----- 提示された文章 -----
チケット完売で迎えた「赤ピコ東名阪ツアー2023」初日の東京公演をレポート

ライブレポート | 2023.09.04 12:00

赤ピコ東名阪ツアー2023~生きててよかった!!~
2023年8月20日(日) 渋谷PLEASURE PLEASURE

堀江晶太作曲による最新曲「人間賛歌」を8月16日に配信リリースしたばかりのピコが、8月20日、東京・渋谷PLEASURE PLESUREにおいて昼、夜と2部編成のライブを開催。昼公演では赤ピコによる「赤ピコ東名阪ツアー2023~生きててよかった!!」を、夜は歌い手としてピコ、+α/あるふぁきゅん。、神谷玲、赤飯(オメでたい頭でなにより)、怪談師としてありがとうぁみ、國澤一誠、ごまだんご、ゲストの語り手として安井摩耶を迎えて怪唱×怪談ホラーライブ「おどろ」を行なったこの日の公演。そのなかから、ここでは赤ピコのツアー初日となった東京公演の模様をレポートする。
-----
## 作成内容
上のライブレポートから、「ライブレポート | 2023.09.04」に始まり「京公演の模様をレポートする。」に至るまでの部分をすべて、一字も変えずに書き写してください。
----- データ内容 -----
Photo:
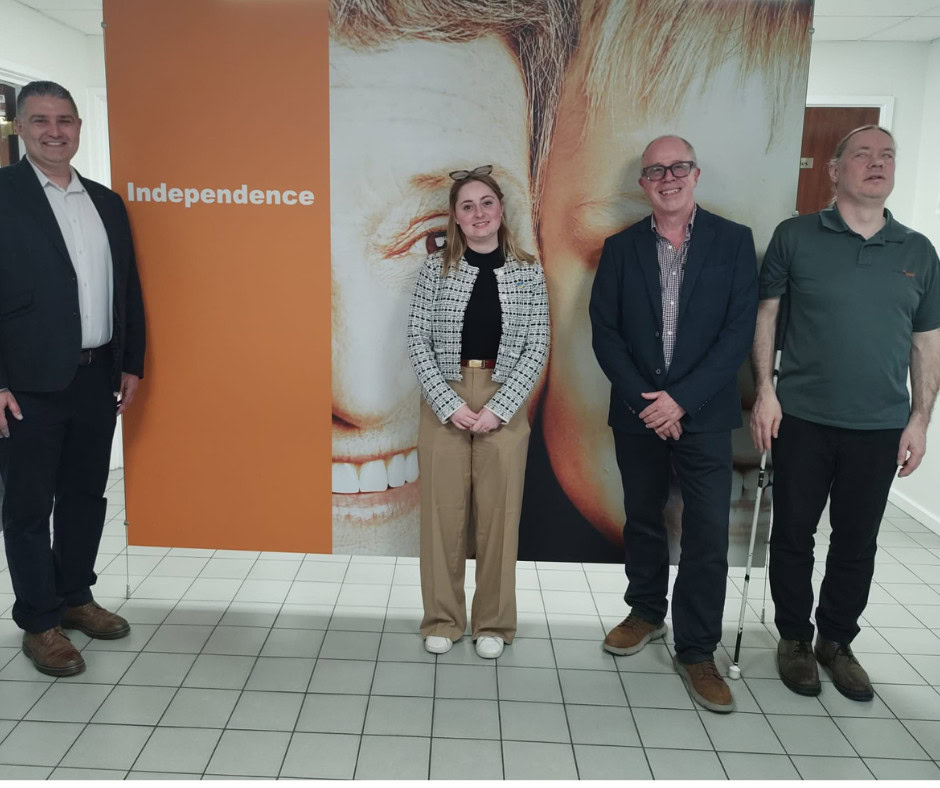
-----
## 課題の結果
ライブレポート | 2023.09.04 12:00

赤ピコ東名阪ツアー2023~生きててよかった!!~
2023年8月20日(日) 渋谷PLEASURE PLEASURE

堀江晶太作曲による最新曲「人間賛歌」を8月16日に配信リリースしたばかりのピコが、8月20日、東京・渋谷PLEASURE PLESUREにおいて昼、夜と2部編成のライブを開催。昼公演では赤ピコによる「赤ピコ東名阪ツアー2023~生きててよかった!!」を、夜は歌い手としてピコ、+α/あるふぁきゅん。、神谷玲、赤飯(オメでたい頭でなにより)、怪談師としてありがとうぁみ、國澤一誠、ごまだんご、ゲストの語り手として安井摩耶を迎えて怪唱×怪談ホラーライブ「おどろ」を行なったこの日の公演。そのなかから、ここでは赤ピコのツアー初日となった東京公演の模様をレポートする。